(Records from a data source)
_ _ _ _ _ _ _

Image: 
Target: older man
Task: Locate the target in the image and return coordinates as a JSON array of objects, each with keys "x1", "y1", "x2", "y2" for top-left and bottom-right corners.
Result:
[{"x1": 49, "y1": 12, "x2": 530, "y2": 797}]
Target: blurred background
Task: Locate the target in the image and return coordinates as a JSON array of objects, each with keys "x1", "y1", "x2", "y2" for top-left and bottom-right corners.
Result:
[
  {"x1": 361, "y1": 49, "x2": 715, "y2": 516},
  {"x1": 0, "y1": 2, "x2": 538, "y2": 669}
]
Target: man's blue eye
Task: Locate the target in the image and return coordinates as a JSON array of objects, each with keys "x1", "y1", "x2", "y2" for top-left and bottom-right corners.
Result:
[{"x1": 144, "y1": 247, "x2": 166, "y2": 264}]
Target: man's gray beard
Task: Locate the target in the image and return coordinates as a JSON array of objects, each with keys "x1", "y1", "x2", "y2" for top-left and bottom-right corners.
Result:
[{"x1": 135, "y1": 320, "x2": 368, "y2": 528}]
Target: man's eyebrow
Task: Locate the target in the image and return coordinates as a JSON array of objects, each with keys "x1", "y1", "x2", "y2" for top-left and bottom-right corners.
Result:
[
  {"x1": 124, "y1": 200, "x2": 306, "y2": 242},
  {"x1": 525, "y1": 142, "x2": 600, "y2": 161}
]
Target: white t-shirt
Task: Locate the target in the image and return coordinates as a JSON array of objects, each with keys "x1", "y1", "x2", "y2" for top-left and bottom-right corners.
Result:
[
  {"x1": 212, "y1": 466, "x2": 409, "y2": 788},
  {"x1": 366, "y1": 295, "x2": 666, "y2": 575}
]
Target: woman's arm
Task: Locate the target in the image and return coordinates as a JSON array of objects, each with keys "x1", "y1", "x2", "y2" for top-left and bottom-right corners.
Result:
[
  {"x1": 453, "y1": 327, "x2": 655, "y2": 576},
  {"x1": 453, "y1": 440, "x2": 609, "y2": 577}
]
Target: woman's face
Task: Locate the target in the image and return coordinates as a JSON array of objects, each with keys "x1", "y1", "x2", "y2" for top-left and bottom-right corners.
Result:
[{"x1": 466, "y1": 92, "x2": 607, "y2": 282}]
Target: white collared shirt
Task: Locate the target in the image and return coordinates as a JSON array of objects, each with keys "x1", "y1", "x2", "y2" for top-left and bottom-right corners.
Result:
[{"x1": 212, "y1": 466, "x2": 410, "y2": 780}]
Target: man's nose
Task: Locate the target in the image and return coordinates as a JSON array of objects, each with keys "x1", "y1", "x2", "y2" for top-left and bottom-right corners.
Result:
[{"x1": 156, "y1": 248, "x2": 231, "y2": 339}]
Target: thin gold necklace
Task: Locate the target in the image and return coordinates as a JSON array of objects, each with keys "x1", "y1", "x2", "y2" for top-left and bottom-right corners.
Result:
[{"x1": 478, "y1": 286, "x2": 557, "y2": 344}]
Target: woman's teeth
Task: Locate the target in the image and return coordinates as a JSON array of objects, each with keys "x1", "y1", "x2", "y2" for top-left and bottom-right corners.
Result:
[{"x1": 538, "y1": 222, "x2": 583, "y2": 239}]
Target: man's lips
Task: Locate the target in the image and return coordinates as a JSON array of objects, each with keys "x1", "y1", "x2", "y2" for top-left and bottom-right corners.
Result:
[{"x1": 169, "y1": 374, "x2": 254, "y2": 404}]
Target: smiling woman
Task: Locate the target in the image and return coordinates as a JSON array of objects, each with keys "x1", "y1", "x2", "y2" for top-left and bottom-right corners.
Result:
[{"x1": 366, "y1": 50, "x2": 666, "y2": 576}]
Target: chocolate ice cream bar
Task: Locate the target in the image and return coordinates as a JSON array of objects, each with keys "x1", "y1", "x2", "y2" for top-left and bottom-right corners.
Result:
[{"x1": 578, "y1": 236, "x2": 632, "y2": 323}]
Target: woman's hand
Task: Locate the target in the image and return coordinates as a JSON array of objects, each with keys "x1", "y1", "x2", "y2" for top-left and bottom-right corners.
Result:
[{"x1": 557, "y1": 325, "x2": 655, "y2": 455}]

_ _ _ _ _ _ _

Write out, word for word, the lines starting with the one that contains "Target: white collared shirt" and going on through the end of the entries.

## Result
Target: white collared shirt
Task: Locate the target in the image and return coordinates as a JSON array of objects, each with keys "x1", "y1", "x2", "y2" for top-left and bottom-right corners.
Result:
[{"x1": 212, "y1": 466, "x2": 410, "y2": 780}]
Target: man's nose
Task: Locate the target in the image and return coordinates as a JSON array of objects, each with keys "x1", "y1", "x2", "y2" for top-left and bottom-right corners.
Result:
[{"x1": 156, "y1": 248, "x2": 231, "y2": 339}]
Target: thin gold necklace
Task: Locate the target in the image and return coordinates as a JSON array of objects, each with keys "x1", "y1", "x2", "y2" for top-left and bottom-right corners.
Result:
[{"x1": 478, "y1": 286, "x2": 557, "y2": 344}]
Target: woman's teeth
Task: Locate the target in the image and return coordinates as a JSON array of objects, each with keys "x1", "y1", "x2", "y2" for top-left and bottom-right corners.
Result:
[{"x1": 538, "y1": 222, "x2": 583, "y2": 239}]
Target: man's lips
Task: Locate the target in the image and return coordinates as a JSON array of objects, each with keys "x1", "y1", "x2", "y2" for top-left and bottom-right corners.
Result:
[{"x1": 169, "y1": 374, "x2": 254, "y2": 404}]
Target: smiling woman
Task: Locate the target in the image and return coordinates as a JSON array of objects, each with keys "x1", "y1", "x2", "y2" for top-left and bottom-right corners.
Result:
[{"x1": 366, "y1": 50, "x2": 666, "y2": 576}]
Target: chocolate ice cream bar
Task: Locate the target in the image and return coordinates as a JSON array of objects, each with keys "x1", "y1", "x2", "y2" for top-left and bottom-right corners.
Result:
[{"x1": 578, "y1": 236, "x2": 632, "y2": 323}]
Target: woman's hand
Task: Locate the target in the image and return coordinates as a JSON array of objects, each with keys "x1", "y1", "x2", "y2" for top-left and bottom-right corners.
Result:
[{"x1": 557, "y1": 325, "x2": 655, "y2": 455}]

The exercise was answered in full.